PAGE:
===

RAF Spadeadam (pronounced "Spade Adam")  is a Royal Air Force (RAF) station in Cumbria, England, close to the border with Northumberland. It is the home of the 9,000 acre (36 km2) electronic warfare (EW) tactics range, making it the largest (by area) RAF base in the United Kingdom. Its primary use is for EW training to the RAF and NATO allies. The site and course of Hadrian's Wall runs a few miles south of the range.

Spadeadam
The Spadeadam area was remote and largely uninhabited and known as Spadeadam Waste. The name is possibly a corruption of Cumbric ysbyddaden "hawthorn", or "ysbytybrenin" "king's hostel", and in 1950 the recorded pronunciation was . It is mentioned as "Speir Adam" or "Spear Edom" in "Hobie Noble".

History

Cold War

The site was first built in 1955 to be the test centre for the Blue Streak intermediate-range ballistic missile project. The role of Spadeadam in Britain's Cold War nuclear weapons programme was made public in 2004 when tree felling uncovered remains of abandoned excavations for a missile silo. Spadeadam was probably intended to be one of 60 launch sites planned for remote locations.

The Rocket Establishment, as it was called, was divided into five areas: an administration and assembly block, a British Oxygen Company compound for on-site liquid oxygen fuel manufacture, a component test area, the engine test area and the static firing stands. The engine test area at Prior Lancy Rigg consisted of four concrete stands into which the engines could be mounted for test firing. Two rocket-firing stands themselves stood at Greymare Hills and were large enough to accommodate a full Blue Streak missile.

The RAF took the site over in 1976 and it became Europe's first electronic warfare tactics range in 1977.

Post-Cold War
The site continues to be used in training the Royal Air Force and NATO allied aircrew in electronic warfare. It also hosts other exercising forces such as JFACTSU forward air controller training delivered from RAF Leeming in North Yorkshire. Close air support (CAS) training is carried out too. Since 2006, this has been the only mainland UK location where aircrews can drop practice bombs.

===

REQUEST: Can you copy the RAF Spadeadam text word for word, starting at "The Rocket Establishment, as" and ending at "Blue Streak missile."?

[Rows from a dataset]

===

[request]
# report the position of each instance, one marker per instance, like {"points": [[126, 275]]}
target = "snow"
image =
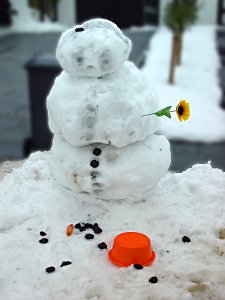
{"points": [[98, 101], [190, 204], [26, 21], [85, 110], [93, 49], [121, 173], [196, 80]]}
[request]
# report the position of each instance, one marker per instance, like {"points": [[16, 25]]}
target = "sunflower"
{"points": [[183, 110]]}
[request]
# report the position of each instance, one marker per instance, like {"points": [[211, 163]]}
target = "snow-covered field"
{"points": [[189, 204], [26, 21], [196, 80]]}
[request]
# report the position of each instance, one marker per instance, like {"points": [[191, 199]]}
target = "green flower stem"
{"points": [[162, 112]]}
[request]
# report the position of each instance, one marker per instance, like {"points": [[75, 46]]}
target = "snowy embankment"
{"points": [[31, 201], [25, 20], [196, 80]]}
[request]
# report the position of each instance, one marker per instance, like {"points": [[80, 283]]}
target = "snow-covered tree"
{"points": [[179, 15]]}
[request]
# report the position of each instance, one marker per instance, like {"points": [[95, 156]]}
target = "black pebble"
{"points": [[89, 236], [102, 246], [78, 29], [89, 225], [65, 263], [153, 279], [94, 163], [97, 151], [42, 233], [43, 241], [50, 269], [97, 229], [186, 239], [78, 226], [138, 266]]}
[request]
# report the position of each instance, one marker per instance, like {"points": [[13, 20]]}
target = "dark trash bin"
{"points": [[42, 70]]}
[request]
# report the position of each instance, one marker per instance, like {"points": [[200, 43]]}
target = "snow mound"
{"points": [[196, 80], [188, 204]]}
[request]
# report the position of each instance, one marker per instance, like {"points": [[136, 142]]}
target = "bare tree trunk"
{"points": [[173, 59], [179, 51]]}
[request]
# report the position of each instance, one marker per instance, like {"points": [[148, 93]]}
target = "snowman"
{"points": [[102, 146]]}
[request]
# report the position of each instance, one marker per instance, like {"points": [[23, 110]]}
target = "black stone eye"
{"points": [[78, 29], [94, 163], [97, 151]]}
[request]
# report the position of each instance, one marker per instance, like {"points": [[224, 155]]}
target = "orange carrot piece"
{"points": [[69, 229]]}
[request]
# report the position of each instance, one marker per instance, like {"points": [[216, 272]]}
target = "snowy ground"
{"points": [[26, 21], [188, 204], [196, 81]]}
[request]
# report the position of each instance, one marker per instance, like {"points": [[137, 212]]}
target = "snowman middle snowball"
{"points": [[97, 102]]}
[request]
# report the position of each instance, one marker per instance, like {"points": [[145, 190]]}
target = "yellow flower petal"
{"points": [[183, 110]]}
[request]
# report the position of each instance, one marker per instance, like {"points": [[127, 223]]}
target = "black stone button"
{"points": [[186, 239], [77, 226], [50, 269], [102, 246], [94, 175], [89, 236], [43, 241], [153, 279], [42, 233], [138, 266], [65, 263], [97, 151], [78, 29], [94, 163]]}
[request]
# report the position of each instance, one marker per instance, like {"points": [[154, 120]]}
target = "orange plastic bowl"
{"points": [[131, 248]]}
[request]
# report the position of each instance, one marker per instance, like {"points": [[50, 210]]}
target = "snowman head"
{"points": [[93, 49]]}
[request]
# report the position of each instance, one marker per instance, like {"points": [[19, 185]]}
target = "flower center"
{"points": [[180, 110]]}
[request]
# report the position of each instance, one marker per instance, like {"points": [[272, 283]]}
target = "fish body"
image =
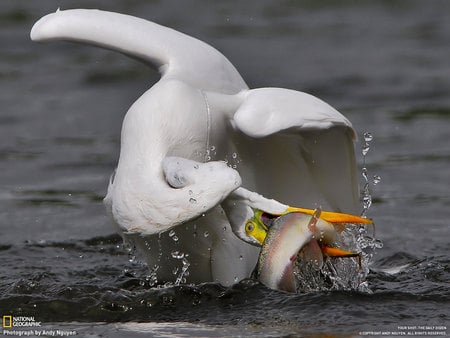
{"points": [[287, 236]]}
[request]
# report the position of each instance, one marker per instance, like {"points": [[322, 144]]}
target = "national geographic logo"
{"points": [[10, 322], [7, 322]]}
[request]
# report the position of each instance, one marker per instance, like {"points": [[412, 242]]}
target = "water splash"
{"points": [[366, 195], [346, 273]]}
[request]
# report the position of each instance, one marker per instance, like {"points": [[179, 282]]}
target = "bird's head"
{"points": [[251, 215]]}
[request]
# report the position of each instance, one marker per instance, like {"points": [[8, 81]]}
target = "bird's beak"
{"points": [[333, 217]]}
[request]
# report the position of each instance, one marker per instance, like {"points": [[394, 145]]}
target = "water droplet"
{"points": [[364, 174], [365, 149], [376, 179], [368, 137], [177, 254]]}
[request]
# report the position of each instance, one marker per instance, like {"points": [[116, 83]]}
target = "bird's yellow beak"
{"points": [[332, 217], [257, 229]]}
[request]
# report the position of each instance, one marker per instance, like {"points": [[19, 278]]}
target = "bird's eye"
{"points": [[249, 227]]}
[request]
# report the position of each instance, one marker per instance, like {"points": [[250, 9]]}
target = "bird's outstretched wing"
{"points": [[174, 54], [305, 153]]}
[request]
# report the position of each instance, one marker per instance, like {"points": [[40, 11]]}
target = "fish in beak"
{"points": [[289, 235]]}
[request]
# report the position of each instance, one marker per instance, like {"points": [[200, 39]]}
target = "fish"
{"points": [[289, 235]]}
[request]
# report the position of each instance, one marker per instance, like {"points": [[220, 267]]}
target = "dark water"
{"points": [[384, 64]]}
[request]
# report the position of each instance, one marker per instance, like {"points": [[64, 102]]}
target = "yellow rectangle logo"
{"points": [[7, 322]]}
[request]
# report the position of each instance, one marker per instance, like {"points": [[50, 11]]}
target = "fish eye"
{"points": [[249, 227]]}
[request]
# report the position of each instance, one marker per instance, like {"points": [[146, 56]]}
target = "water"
{"points": [[385, 65]]}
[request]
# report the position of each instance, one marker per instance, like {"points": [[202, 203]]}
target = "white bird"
{"points": [[285, 144]]}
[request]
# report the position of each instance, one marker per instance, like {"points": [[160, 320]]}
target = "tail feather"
{"points": [[174, 54]]}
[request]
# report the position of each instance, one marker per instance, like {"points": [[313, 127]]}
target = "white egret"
{"points": [[292, 147]]}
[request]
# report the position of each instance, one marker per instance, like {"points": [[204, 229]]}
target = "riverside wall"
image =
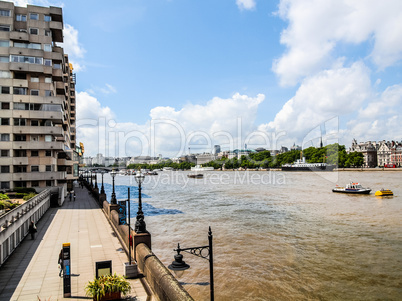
{"points": [[159, 279]]}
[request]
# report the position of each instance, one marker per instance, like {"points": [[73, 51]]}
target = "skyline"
{"points": [[158, 77]]}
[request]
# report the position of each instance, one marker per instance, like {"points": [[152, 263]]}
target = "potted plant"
{"points": [[108, 287]]}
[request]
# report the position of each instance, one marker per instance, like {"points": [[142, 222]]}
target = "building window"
{"points": [[33, 16], [5, 106], [5, 90], [28, 45], [21, 18], [4, 121], [5, 169], [4, 43], [5, 185], [5, 13], [5, 137], [5, 74], [4, 27], [20, 137], [34, 31], [20, 91], [20, 121]]}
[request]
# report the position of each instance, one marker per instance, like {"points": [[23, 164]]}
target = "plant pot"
{"points": [[130, 270], [109, 296]]}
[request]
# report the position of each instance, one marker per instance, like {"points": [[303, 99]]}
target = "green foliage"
{"points": [[107, 284], [4, 196], [29, 196], [7, 205], [24, 189]]}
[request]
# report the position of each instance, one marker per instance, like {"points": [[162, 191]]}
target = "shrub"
{"points": [[29, 196], [107, 284], [24, 189]]}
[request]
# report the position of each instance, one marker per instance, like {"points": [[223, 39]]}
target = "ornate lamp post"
{"points": [[179, 266], [113, 198], [96, 179], [102, 188], [140, 226]]}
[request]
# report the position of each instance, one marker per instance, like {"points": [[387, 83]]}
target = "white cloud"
{"points": [[169, 131], [316, 27], [71, 45], [246, 4]]}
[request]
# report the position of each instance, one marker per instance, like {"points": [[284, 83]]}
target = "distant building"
{"points": [[37, 104], [205, 158]]}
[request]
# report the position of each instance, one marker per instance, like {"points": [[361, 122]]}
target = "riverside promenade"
{"points": [[31, 272]]}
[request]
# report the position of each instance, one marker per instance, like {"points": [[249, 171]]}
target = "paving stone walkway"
{"points": [[31, 273]]}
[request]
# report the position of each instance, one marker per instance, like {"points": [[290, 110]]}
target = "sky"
{"points": [[173, 77]]}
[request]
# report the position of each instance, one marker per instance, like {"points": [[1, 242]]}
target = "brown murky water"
{"points": [[282, 236]]}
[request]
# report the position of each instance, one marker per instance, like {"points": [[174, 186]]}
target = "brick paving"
{"points": [[31, 273]]}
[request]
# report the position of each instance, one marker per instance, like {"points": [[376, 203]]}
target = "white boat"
{"points": [[200, 168], [354, 188]]}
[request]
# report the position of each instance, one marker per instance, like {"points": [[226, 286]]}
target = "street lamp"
{"points": [[102, 188], [140, 226], [96, 179], [179, 266], [113, 198]]}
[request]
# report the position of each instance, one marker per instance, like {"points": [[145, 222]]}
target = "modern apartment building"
{"points": [[37, 100]]}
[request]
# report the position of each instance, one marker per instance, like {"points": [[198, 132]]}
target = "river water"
{"points": [[278, 235]]}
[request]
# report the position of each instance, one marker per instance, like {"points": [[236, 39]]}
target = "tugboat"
{"points": [[353, 188], [384, 192]]}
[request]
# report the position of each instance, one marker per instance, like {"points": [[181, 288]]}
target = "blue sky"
{"points": [[162, 76]]}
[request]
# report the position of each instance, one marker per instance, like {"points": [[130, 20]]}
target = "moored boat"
{"points": [[384, 192], [302, 165], [353, 188]]}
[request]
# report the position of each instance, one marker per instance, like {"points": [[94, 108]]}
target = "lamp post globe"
{"points": [[102, 187], [113, 198], [140, 226]]}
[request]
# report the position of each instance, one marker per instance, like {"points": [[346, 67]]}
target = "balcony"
{"points": [[20, 160], [19, 36], [55, 117], [39, 176], [37, 145], [39, 130]]}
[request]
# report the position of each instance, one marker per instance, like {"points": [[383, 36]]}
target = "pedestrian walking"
{"points": [[60, 263], [32, 230]]}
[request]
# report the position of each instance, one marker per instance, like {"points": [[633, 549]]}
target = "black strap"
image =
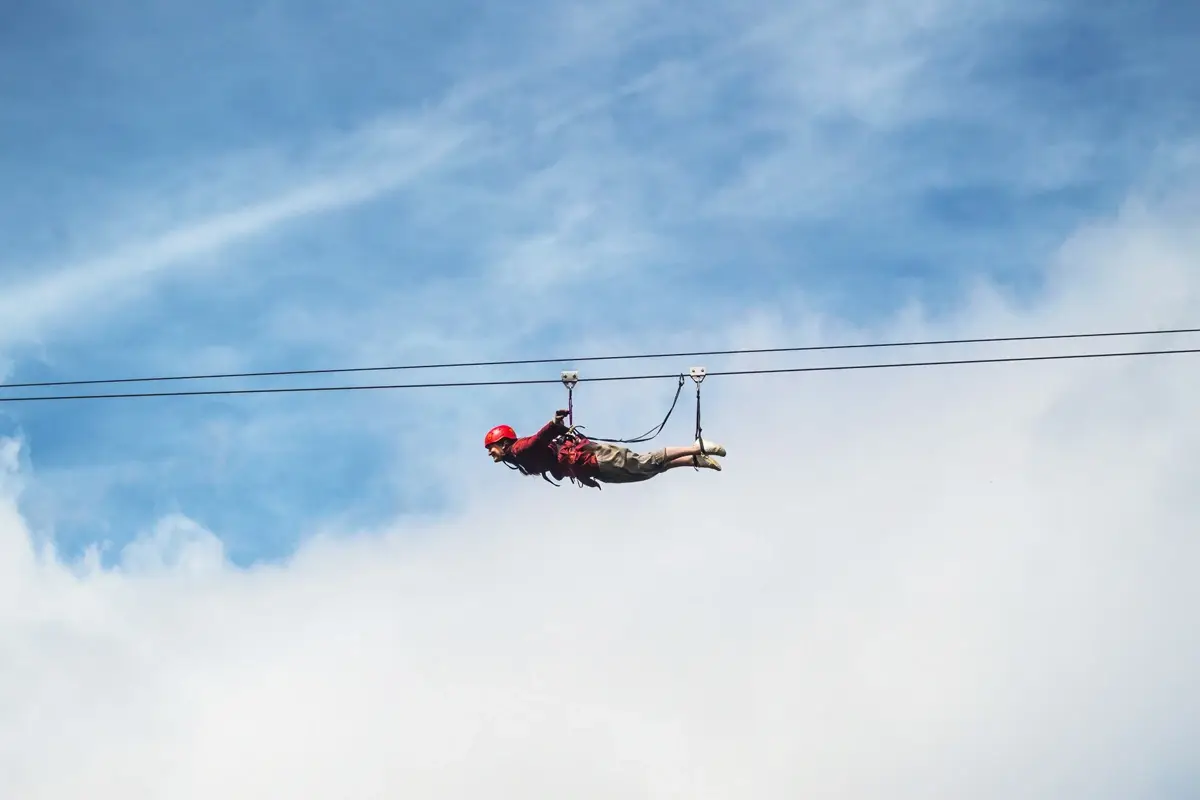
{"points": [[654, 432]]}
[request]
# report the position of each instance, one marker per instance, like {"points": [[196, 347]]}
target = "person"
{"points": [[552, 452]]}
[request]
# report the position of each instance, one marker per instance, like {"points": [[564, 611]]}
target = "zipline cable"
{"points": [[645, 356], [607, 378]]}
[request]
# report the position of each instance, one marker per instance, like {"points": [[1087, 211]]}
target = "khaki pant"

===

CORRECT RESULT:
The Rocket Establishment, as it was called, was divided into five areas: an administration and assembly block, a British Oxygen Company compound for on-site liquid oxygen fuel manufacture, a component test area, the engine test area and the static firing stands. The engine test area at Prior Lancy Rigg consisted of four concrete stands into which the engines could be mounted for test firing. Two rocket-firing stands themselves stood at Greymare Hills and were large enough to accommodate a full Blue Streak missile.